Task set ::
**1)** Decide whether each statement agrees with the Walworth County decision: (a) the complaint was filed with the Commission on February 23, 1996; (b) the hearing took place in Madison, Wisconsin; (c) the County filed its answer before the Examiner was appointed. Answer yes or no for each, quoting the deciding words of the decision.
**2)** Resume the Walworth County decision after its final sentence, writing the next part in the same style.

[Selected passage — start]

BEFORE THE WISCONSIN EMPLOYMENT RELATIONS COMMISSION

ROGER D. FARNSWORTH, RICHARD C.

GAUGER, THOMAS A. HAUSNER,

LARRY D. HILBELINK, WALTER PLOTE,

TIMOTHY SCHIEFELBEIN, ROBERT

WIERENGA and WALWORTH COUNTY

DEPUTY SHERIFFS' ASSOCIATION,

Complainants,

vs.

WALWORTH COUNTY,

Respondent.

Case 133

No. 53876 MP-3144

Decision No. 28681-A

Appearances:

Gimbel, Reilly, Guerin & Brown, by Ms. Kathryn A. Keppel, and Mr. Richard E. Reilly, on behalf of the Union.

vonBriesen, Purtell & Roper, S.C., by Mr. James R. Korom, on behalf of the County.

FINDINGS OF FACT,

CONCLUSION OF LAW AND ORDER

Amedeo Greco, Examiner: Roger D. Farnsworth, Richard C. Gauger, Thomas A. Hausner, Larry D. Hilbelink, Walter Plote, Timothy Schiefelbein, Robert Wierenga and Walworth County Deputy Sheriffs' Association, ("Union"), filed a prohibited practices complaint with the Wisconsin Employment Relations Commission, ("Commission"), on February 23, 1996, alleging that Walworth County, ("County"), had committed a prohibited practice within the meaning of the Municipal Employment Relations Act, ("MERA"), by refusing to pay off-duty employes subpoenaed by the Union in a unit clarification proceeding conducted by the Commission. The Commission on March 21, 1996, appointed the undersigned as Examiner to make and issue Findings of Fact, Conclusion of Law, and Order as provided for in Section 111.07(5), Wis. Stats. The County filed its answer on May 28, 1996, and hearing was held in Elkhorn, Wisconsin, on June 12, 1996. The parties thereafter filed post-hearing briefs and a reply brief which were received by July 25, 1996.

[Selected passage — finish]
[Recorded data — start]

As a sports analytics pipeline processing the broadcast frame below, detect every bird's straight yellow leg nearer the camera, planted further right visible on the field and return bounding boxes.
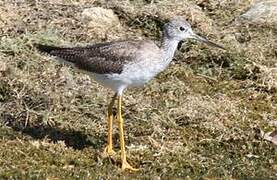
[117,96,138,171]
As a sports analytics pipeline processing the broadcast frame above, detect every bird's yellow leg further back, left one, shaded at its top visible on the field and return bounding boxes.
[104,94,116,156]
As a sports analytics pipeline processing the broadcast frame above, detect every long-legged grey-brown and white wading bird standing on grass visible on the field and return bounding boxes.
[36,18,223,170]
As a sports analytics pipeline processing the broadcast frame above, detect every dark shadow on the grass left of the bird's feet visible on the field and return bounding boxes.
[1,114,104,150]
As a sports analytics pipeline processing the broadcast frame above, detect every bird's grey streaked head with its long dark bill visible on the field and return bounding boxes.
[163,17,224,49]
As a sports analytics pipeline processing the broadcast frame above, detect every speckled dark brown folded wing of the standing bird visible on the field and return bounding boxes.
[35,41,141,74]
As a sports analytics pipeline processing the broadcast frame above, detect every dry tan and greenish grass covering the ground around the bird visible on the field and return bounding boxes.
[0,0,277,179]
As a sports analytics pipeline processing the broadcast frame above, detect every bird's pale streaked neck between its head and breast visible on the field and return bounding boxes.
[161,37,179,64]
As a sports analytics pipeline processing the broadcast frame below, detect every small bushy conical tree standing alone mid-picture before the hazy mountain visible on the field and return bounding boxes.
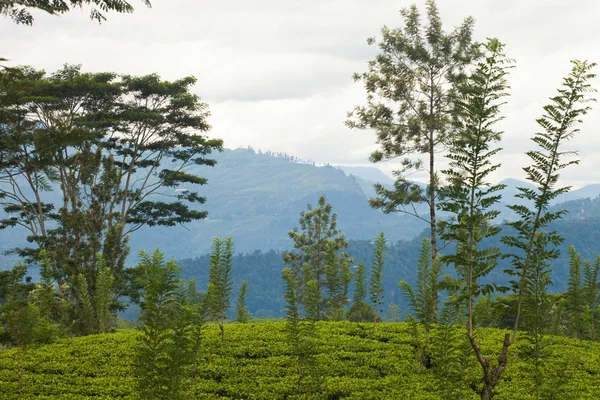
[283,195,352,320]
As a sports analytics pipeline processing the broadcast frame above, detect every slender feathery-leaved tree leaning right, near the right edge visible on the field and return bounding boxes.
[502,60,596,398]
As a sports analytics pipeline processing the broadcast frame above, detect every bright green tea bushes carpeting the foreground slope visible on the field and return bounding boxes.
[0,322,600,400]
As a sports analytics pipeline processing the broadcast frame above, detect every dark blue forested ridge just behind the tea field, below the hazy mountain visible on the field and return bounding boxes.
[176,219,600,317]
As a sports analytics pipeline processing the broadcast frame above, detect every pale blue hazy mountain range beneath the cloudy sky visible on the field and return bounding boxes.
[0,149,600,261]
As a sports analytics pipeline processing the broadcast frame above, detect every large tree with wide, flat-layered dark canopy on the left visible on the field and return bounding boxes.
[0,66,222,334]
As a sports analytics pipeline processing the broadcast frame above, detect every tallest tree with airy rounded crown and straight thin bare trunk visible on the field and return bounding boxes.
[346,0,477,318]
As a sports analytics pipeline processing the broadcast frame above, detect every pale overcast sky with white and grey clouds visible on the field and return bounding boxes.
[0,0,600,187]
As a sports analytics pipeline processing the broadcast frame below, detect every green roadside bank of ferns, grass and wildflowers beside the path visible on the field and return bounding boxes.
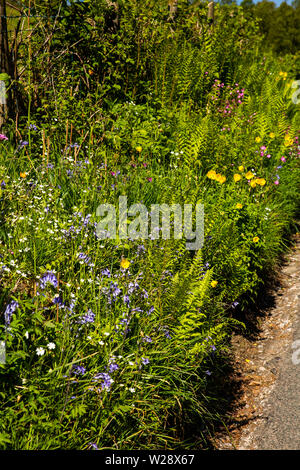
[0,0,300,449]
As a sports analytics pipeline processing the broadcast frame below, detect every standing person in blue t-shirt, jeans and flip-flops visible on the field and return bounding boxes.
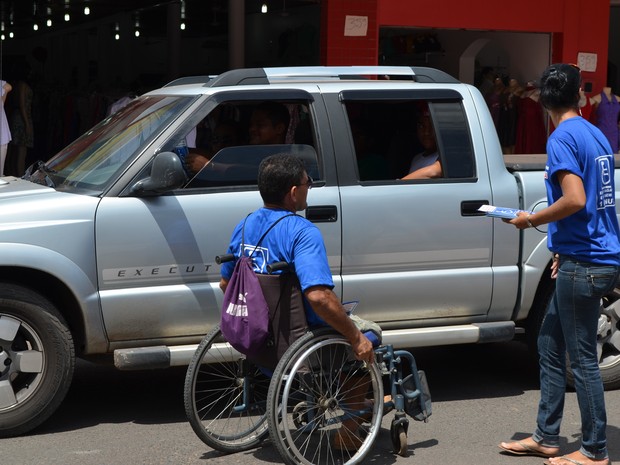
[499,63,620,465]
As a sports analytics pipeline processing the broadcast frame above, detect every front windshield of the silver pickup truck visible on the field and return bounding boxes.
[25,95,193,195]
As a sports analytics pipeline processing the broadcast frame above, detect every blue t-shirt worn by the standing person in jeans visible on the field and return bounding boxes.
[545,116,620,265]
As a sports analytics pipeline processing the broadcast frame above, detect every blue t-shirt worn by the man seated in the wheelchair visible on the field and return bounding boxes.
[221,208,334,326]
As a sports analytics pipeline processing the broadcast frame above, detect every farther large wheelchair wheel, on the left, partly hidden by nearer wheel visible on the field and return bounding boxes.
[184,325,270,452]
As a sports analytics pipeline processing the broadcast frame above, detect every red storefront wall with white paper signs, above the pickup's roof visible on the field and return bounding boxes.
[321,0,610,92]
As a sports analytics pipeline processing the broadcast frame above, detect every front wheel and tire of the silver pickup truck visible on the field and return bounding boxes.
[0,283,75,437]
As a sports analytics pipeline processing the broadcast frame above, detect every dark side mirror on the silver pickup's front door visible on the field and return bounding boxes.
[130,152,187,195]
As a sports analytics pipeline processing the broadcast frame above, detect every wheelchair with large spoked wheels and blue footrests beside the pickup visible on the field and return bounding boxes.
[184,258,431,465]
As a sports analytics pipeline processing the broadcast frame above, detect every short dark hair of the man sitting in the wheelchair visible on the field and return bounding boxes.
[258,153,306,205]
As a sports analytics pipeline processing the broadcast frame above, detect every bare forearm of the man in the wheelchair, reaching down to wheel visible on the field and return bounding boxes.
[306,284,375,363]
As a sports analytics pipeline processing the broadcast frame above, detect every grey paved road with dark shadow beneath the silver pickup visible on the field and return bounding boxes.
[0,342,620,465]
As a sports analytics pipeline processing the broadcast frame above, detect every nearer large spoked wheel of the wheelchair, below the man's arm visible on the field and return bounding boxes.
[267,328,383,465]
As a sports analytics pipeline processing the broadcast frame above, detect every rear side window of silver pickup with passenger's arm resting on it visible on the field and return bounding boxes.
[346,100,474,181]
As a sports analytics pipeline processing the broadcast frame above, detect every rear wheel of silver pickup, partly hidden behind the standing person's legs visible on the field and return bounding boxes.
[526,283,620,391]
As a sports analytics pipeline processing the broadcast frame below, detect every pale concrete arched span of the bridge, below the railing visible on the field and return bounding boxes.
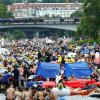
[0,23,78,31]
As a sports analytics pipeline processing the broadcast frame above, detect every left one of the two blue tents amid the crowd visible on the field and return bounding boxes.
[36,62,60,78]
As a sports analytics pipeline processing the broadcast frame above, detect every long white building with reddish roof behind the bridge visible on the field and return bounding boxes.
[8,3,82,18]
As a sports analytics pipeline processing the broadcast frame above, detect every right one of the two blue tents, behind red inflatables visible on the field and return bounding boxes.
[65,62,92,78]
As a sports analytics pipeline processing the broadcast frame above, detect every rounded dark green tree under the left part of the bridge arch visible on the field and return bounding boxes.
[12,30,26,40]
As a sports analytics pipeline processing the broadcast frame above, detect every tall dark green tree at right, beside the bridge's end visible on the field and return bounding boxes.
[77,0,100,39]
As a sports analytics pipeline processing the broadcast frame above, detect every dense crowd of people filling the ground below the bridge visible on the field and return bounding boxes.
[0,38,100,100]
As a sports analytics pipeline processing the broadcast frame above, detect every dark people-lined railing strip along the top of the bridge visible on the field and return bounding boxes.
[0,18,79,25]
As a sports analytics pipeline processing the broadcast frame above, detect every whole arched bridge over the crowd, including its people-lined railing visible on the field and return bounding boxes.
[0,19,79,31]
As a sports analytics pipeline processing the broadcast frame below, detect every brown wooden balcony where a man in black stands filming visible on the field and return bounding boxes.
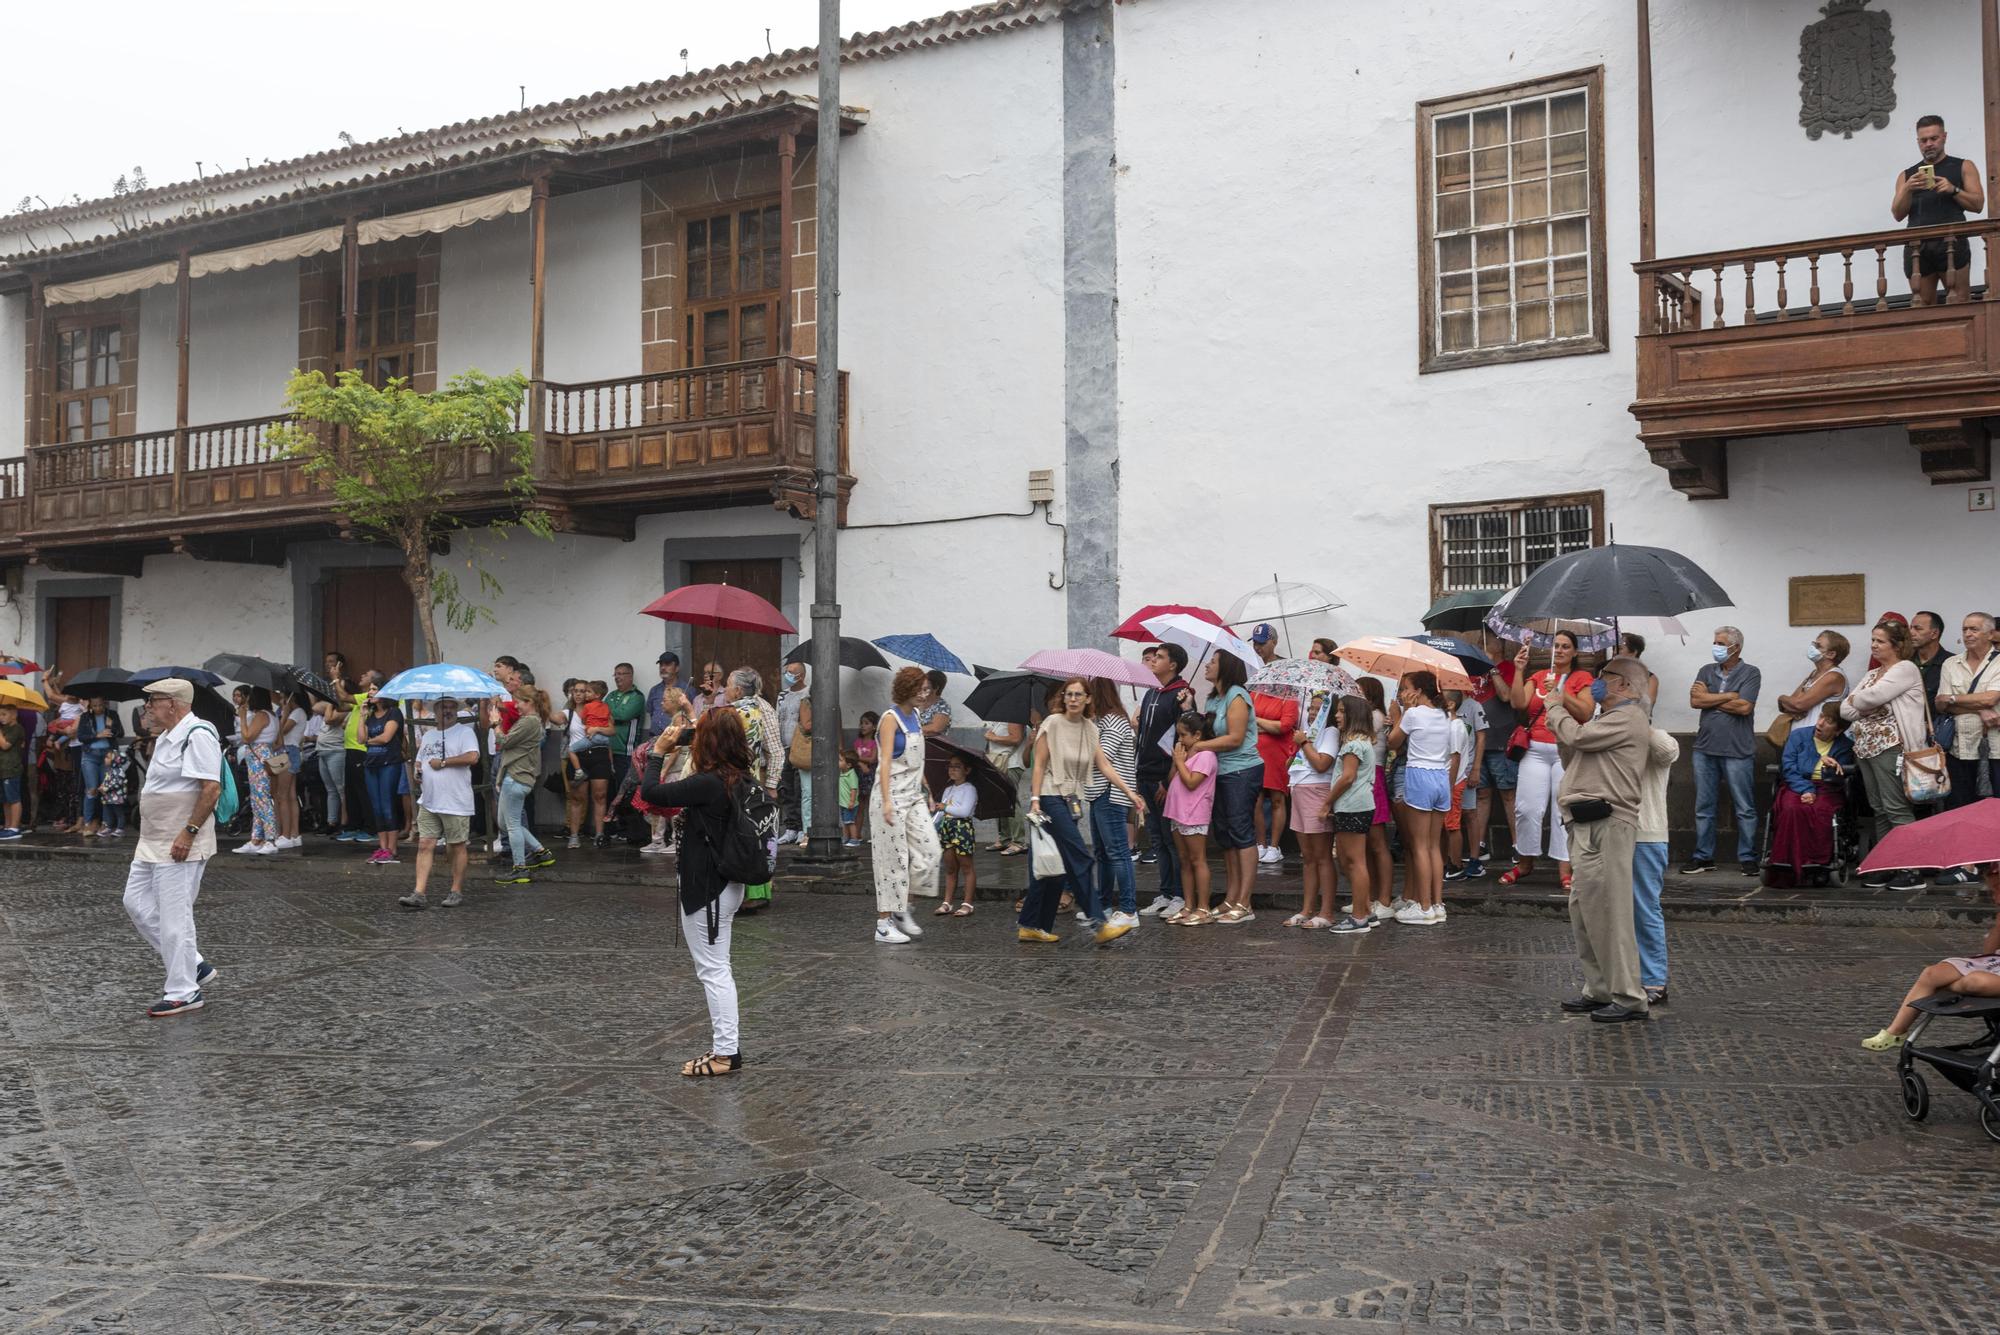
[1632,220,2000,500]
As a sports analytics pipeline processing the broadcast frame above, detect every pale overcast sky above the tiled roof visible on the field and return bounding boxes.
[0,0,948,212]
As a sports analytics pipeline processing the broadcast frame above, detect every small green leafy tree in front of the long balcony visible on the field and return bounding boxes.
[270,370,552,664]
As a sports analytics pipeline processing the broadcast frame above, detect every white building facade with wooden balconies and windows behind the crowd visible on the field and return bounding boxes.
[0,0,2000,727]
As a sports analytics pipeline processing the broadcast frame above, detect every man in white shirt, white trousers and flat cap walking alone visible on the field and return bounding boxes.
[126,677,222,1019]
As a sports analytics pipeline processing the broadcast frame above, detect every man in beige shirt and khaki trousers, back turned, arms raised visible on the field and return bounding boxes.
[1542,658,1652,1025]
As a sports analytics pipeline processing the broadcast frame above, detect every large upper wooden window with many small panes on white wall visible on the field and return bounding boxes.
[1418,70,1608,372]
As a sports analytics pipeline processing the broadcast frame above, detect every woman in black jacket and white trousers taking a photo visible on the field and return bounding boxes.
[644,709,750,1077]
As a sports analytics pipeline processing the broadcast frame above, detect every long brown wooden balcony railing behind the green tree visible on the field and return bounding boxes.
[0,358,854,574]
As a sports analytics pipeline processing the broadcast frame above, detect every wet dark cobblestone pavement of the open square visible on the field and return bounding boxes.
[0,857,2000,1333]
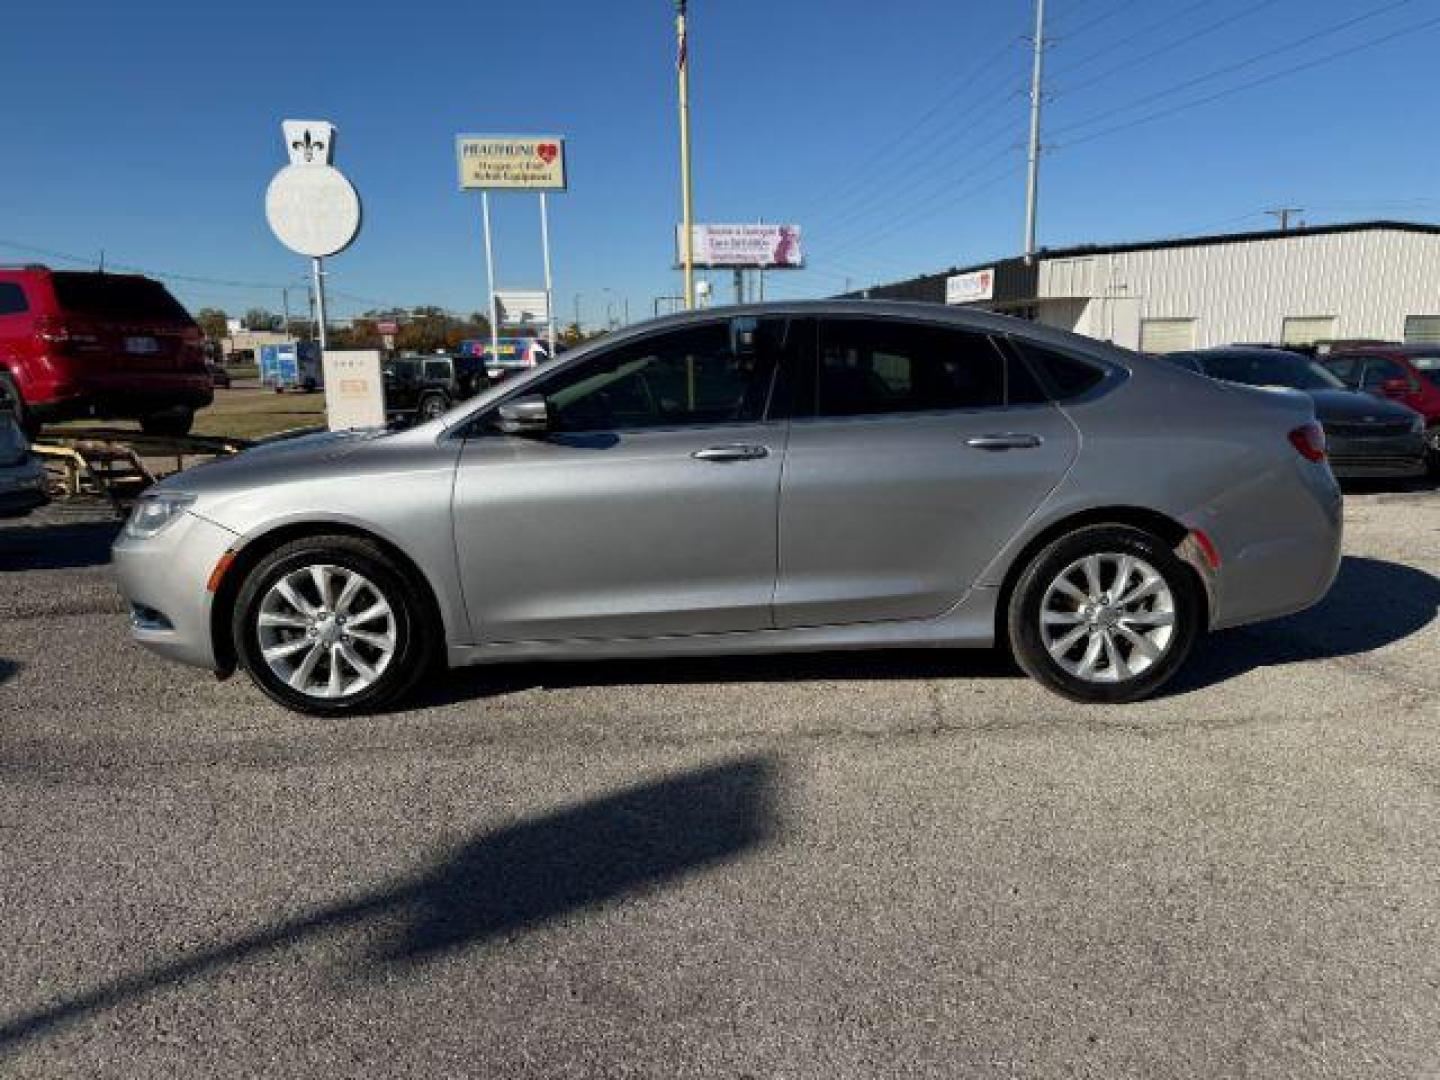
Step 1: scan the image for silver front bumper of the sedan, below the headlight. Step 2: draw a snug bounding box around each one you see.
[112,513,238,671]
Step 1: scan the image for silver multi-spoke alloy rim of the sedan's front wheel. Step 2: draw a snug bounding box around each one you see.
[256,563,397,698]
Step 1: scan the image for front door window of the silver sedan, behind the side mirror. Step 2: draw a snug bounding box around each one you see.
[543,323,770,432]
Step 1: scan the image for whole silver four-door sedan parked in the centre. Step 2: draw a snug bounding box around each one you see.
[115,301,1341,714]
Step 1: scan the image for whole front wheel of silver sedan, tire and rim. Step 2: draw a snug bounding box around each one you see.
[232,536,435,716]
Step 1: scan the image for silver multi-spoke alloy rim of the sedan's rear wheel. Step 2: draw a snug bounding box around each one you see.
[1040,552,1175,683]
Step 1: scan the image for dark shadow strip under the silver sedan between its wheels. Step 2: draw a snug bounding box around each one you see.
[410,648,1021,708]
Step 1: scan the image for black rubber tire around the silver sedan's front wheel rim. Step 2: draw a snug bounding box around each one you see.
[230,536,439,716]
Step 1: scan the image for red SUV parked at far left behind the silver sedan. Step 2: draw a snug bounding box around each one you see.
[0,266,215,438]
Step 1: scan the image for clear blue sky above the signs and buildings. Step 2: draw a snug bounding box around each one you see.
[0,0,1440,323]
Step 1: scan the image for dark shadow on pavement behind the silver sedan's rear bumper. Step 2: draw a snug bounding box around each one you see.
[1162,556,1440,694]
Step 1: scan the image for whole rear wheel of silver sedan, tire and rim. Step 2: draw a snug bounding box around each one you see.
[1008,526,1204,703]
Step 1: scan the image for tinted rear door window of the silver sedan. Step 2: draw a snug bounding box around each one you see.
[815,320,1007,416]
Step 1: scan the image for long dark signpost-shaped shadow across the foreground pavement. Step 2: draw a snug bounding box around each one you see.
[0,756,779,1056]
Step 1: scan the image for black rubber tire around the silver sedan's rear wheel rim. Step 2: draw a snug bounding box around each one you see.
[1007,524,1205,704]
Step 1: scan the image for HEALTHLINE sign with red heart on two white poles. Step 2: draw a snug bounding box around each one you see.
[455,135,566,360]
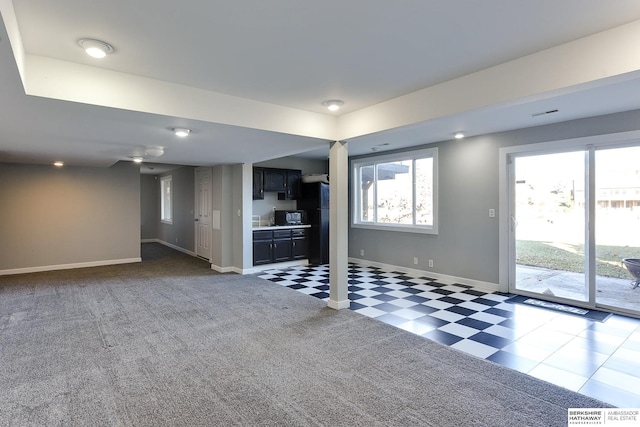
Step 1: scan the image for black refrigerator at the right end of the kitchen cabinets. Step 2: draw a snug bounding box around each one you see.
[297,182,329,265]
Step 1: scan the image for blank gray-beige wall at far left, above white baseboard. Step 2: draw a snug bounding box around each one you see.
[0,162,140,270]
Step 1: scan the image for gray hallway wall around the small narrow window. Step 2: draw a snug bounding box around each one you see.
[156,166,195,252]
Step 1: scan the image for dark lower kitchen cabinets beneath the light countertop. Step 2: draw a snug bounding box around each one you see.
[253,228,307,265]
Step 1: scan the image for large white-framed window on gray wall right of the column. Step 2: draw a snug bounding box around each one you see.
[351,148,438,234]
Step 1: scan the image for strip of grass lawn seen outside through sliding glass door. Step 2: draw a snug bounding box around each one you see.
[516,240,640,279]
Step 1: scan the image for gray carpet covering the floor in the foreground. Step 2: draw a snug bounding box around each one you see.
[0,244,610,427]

[Recorded data — finish]

Answers for the exercise ::
**1)**
(a) Yes: "filed a prohibited practices complaint with the Wisconsin Employment Relations Commission, ("Commission"), on February 23, 1996"
(b) No: "hearing was held in Elkhorn, Wisconsin, on June 12, 1996"
(c) No: "The Commission on March 21, 1996, appointed the undersigned as Examiner" and "The County filed its answer on May 28, 1996"

**2)**
Having considered the arguments and the record, I make and file the following Findings of Fact, Conclusion of Law, and Order.

FINDINGS OF FACT

1. The Union, a labor organization, represents certain law enforcement personnel employed in the County's Sheriff's Department.

2. The County, a municipal employer, operates a Sheriff's Department which is housed in Elkhorn, Wisconsin.

3. The parties are privy to a 1994-1995 collective bargaining agreement which, inter alia, states:

7.02 Call-In and Reporting Pay (Including Court Time). All employees shall receive a minimum of two (2) hours at time and one-half (1-1/2) when requested to report outside their regularly scheduled hours, or when they report for work as scheduled and are sent home. If within one (1) hour after the regularly scheduled end of an Officer's shift he is asked to stay over, but the total amount of additional time is less than one (1) hour, it will be considered continuous overtime. If the Officer is required to stay a total of more than one (1) hour past the end of his shift, he will receive the two (2) hours minimum call-in pay. A continuation of regular work hours does not constitute a call-in.

4. The contract in Article XV provides for a grievance procedure culminating in final and binding arbitration. Said contract in Section 15.06 states:

15.06 Association Grievance Committee. Members of the Association's regular grievance committee shall not exceed four (4) employees. Said employees, or their substitutes, shall receive pay at their regular straight-time rate of pay for all hours they attend grievance meetings, including grievance arbitration, as set forth above during said employees' scheduled work hours.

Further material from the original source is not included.